§ What this task involves:
Rewrite the stretch from the start of the lines through the line containing "--format 'one JSON", with "pixels" replaced by "normalized" and everything else left unchanged.

§ Excerpted records:
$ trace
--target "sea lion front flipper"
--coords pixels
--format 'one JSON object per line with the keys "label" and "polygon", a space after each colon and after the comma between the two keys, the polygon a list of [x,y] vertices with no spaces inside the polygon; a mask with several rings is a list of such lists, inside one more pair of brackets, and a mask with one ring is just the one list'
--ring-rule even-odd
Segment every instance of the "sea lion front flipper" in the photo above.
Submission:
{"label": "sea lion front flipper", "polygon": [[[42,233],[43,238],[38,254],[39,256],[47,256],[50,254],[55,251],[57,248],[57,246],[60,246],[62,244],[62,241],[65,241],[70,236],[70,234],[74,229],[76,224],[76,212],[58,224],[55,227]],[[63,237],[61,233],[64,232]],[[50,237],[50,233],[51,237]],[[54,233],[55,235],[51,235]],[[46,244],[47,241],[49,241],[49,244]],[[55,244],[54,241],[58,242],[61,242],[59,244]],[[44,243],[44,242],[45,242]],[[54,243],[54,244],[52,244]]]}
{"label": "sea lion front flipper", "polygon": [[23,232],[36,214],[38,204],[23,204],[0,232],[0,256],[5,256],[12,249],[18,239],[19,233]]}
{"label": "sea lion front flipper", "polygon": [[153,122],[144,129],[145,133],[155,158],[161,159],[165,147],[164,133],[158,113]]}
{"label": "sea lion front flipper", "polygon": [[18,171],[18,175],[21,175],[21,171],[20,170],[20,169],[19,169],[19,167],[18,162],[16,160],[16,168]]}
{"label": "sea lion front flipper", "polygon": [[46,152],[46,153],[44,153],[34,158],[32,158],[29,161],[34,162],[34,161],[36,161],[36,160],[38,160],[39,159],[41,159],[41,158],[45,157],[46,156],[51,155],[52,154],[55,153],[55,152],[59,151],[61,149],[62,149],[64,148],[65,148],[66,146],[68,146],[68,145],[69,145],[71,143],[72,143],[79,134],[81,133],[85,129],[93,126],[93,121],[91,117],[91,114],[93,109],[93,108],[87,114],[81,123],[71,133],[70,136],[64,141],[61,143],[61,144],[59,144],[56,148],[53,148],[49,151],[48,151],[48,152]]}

§ Task response:
$ trace
--target "sea lion front flipper"
--coords normalized
--format 'one JSON object per line with the keys "label" and "polygon", a space after each colon and after the comma between the two keys, the polygon a list of [x,y] vertices with no spaces inside the polygon; a mask with several rings is a list of such lists, inside one more pair of brackets, and a mask with one ring is just the one list'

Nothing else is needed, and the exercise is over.